_Document extract_
BEGIN

Evaluation is a measure of how well the response answers the prompt.
There are several ways to evaluate LLMs:
- 1.You can collect the feedback directly from your users. This is the simplest way but can often suffer from users not being willing to provide feedback or simply forgetting to do so. Other challenges arise from implementing this at scale.
- 2.The other approach is to use an LLM to evaluate the quality of the response for a particular prompt. This is more scalable and very useful but comes with typical LLM setbacks.
For more complex or agentic workflows, it may not be obvious which call in a span or which span in your trace (a run through your entire use case) is causing the problem. You may need to repeat the evaluation process on several spans before you narrow down the problem.
This pillar is largely about diving deep into the system to isolate the issue you are investigating.
Prompt engineering is the cheapest, fastest, and often the highest-leverage way to improve the performance of your application. Often, LLM performance can be improved simply by comparing different prompt templates, or iterating on the one you have. Prompt analysis is an important component in troubleshooting your LLM's performance.
A common way to improve performance is with more relevant information being fed in.
If you can retrieve more relevant information, your prompt improves automatically. Troubleshooting retrieval systems, however, is more complex. Are there queries that don’t have sufficient context? Should you add more context for these queries to get better answers? Or should you change your embeddings or chunking strategy?
Fine tuning essentially generates a new model that is more aligned with your exact usage conditions. Fine tuning is expensive, difficult, and may need to be done again as the underlying LLM or other conditions of your system change. This is a very powerful technique, requires much higher effort and complexity.

END

Dataset entries
BEGIN

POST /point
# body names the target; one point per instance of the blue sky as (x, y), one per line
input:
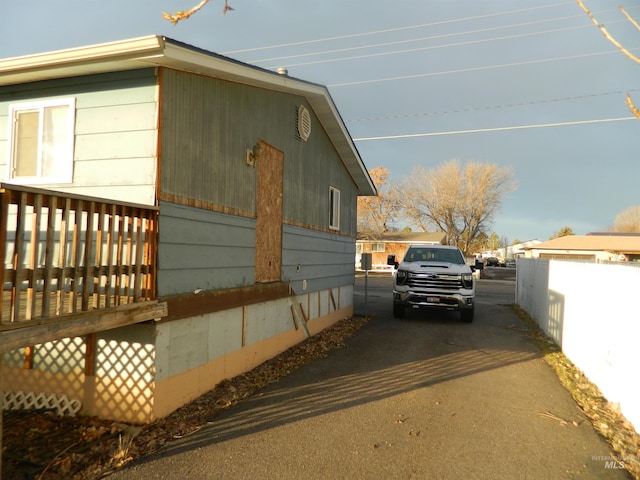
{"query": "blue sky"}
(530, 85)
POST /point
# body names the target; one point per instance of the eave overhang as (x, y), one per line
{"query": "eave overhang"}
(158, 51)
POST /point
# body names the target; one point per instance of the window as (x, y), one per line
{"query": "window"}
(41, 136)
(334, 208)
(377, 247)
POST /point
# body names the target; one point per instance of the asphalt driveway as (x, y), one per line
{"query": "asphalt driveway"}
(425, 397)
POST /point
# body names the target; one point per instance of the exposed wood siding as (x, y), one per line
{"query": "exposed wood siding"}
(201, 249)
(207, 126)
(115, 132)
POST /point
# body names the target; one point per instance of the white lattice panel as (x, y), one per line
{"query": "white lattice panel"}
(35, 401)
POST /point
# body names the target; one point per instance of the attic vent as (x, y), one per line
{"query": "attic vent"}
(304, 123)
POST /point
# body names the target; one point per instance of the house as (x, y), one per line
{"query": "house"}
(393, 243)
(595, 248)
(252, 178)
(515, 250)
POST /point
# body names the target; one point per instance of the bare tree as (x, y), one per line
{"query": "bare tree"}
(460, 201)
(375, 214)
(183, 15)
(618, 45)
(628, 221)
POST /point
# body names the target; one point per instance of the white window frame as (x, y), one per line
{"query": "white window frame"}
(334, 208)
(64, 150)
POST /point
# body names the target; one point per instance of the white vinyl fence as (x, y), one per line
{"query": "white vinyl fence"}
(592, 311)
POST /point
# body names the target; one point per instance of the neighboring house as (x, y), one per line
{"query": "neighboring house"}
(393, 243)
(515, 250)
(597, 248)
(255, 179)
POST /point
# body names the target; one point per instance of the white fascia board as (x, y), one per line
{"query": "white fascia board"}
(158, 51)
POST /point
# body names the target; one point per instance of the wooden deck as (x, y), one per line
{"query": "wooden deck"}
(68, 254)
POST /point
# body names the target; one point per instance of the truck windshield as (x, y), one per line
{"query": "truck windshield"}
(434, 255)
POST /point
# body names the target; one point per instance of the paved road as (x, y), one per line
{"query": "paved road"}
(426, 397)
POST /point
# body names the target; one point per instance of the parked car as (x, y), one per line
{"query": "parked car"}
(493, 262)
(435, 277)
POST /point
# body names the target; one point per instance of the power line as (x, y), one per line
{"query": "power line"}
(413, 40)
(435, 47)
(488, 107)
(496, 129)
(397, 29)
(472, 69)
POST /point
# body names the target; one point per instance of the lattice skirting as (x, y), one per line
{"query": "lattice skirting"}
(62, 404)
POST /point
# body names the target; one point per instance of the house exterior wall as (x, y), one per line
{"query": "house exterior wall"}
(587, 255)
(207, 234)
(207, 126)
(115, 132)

END
BEGIN

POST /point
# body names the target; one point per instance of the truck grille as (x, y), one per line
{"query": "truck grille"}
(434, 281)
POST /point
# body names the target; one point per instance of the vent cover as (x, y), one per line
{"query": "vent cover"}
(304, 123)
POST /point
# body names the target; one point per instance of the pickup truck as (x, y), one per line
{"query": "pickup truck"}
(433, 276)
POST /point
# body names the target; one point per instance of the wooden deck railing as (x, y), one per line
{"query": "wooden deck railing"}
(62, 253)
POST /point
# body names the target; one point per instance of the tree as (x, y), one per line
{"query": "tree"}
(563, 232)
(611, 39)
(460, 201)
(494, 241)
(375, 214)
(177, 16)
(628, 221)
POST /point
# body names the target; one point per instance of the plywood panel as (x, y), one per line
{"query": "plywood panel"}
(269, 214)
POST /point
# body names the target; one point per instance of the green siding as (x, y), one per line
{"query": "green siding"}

END

_Work order A_
Condense the paragraph of the LLM troubleshooting excerpt that begins "Fine tuning essentially generates" into a short bulleted list that keeps its main facts.
_Work order B_
Duplicate everything in the LLM troubleshooting excerpt from "This pillar is" down to "or chunking strategy?", with no changes.
_Work order C_
Please decide whether each statement agrees with the LLM troubleshooting excerpt, answering yes or no and quoting the deciding words: (i) Collecting feedback directly from users is called the simplest way to evaluate LLMs. (ii) Prompt engineering is called the most expensive way to improve an application's performance. (iii) A trace is described as a run through your entire use case.
Rely only on the LLM troubleshooting excerpt, not on the items.

_Response area A_
- Fine tuning creates a new model more closely aligned with your exact usage conditions.
- It is expensive and difficult.
- It may have to be redone as the underlying LLM or other system conditions change.
- It is very powerful but demands much higher effort and complexity.

_Response area B_
This pillar is largely about diving deep into the system to isolate the issue you are investigating.
Prompt engineering is the cheapest, fastest, and often the highest-leverage way to improve the performance of your application. Often, LLM performance can be improved simply by comparing different prompt templates, or iterating on the one you have. Prompt analysis is an important component in troubleshooting your LLM's performance.
A common way to improve performance is with more relevant information being fed in.
If you can retrieve more relevant information, your prompt improves automatically. Troubleshooting retrieval systems, however, is more complex. Are there queries that don’t have sufficient context? Should you add more context for these queries to get better answers? Or should you change your embeddings or chunking strategy?

_Response area C_
(i) Yes: "This is the simplest way"
(ii) No: "Prompt engineering is the cheapest, fastest, and often the highest-leverage way to improve the performance of your application."
(iii) Yes: "your trace (a run through your entire use case)"